## REQUIREMENT
Make an exact copy of all the data.

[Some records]
───

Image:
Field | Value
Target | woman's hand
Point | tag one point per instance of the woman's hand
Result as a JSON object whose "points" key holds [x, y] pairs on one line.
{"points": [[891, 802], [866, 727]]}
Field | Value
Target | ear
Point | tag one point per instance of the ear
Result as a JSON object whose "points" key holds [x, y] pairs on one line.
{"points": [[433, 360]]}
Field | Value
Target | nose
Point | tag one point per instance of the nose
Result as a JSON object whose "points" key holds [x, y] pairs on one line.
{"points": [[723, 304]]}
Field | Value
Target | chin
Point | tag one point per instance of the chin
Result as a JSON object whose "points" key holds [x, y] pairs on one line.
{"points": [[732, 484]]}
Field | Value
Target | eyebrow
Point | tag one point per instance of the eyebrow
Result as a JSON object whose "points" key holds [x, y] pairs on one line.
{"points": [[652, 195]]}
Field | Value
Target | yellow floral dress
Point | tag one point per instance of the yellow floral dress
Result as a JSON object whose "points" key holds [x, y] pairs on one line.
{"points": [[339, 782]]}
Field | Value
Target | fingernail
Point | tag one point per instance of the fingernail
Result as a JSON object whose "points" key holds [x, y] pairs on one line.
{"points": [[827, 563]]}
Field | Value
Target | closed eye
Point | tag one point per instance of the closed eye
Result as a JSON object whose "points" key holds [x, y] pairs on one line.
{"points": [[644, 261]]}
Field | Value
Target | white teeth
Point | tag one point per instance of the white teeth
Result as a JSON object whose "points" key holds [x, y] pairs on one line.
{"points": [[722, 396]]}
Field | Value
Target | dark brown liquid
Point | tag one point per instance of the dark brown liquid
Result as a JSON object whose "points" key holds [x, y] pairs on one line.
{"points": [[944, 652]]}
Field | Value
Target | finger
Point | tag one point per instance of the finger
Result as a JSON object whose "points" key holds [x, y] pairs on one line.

───

## ANSWER TO THIS TASK
Image:
Field | Value
Target | woman's hand
Point | tag one point per instance of the woman's hand
Result as a JSON object whose "points" key holds [x, y] pairs on one line.
{"points": [[891, 802], [866, 727]]}
Field | Value
Target | ear
Point | tag one point per instance of the ear
Result as a JSON object whose "points" key holds [x, y] pairs on one line.
{"points": [[433, 360]]}
Field | Value
Target | nose
Point | tag one point per instance of the nose
Result as a JSON object whose "points" key holds [x, y] pairs on one line.
{"points": [[723, 304]]}
Field | Value
Target | chin
Point | tag one point per instance of the chin
Result as a JSON object whose "points" key holds [x, y] pairs on one line.
{"points": [[732, 484]]}
Field | Value
Target | eyebrow
Point | tag one point per instance of the eyebrow
Result as a JSON object whose "points" key holds [x, y] pairs on one line.
{"points": [[652, 195]]}
Field | Value
Target | yellow floral dress
Point | tag one point per instance of the yellow floral dress
Result as a JSON object whose "points" key holds [x, y] pairs on one line.
{"points": [[339, 782]]}
Field | Value
Target | fingernail
Point | tag one point per instance of the fingernail
Result as a JSON object whose "points" key holds [x, y] pairs on one line.
{"points": [[827, 563]]}
Field | Value
Target | closed eye
Point | tag one point per instance of the closed eye
Result as a JSON object whose "points" key holds [x, y] pairs on one line.
{"points": [[644, 261]]}
Field | Value
Target | white teeth
Point | tag one point per instance of the white teeth
Result as a JSON object whose "points" key holds [x, y] pairs on one line.
{"points": [[722, 396]]}
Field | Value
Target | dark brown liquid
Point | tag one point per instance of the dark brown liquid
Result as a JSON object whose "points" key holds [x, y] pairs on one line.
{"points": [[944, 652]]}
Field | Value
Target | finger
Point | tag one point per instance of the finger
Result as a JSON object whose "points" key holds [x, y] pairs on one line.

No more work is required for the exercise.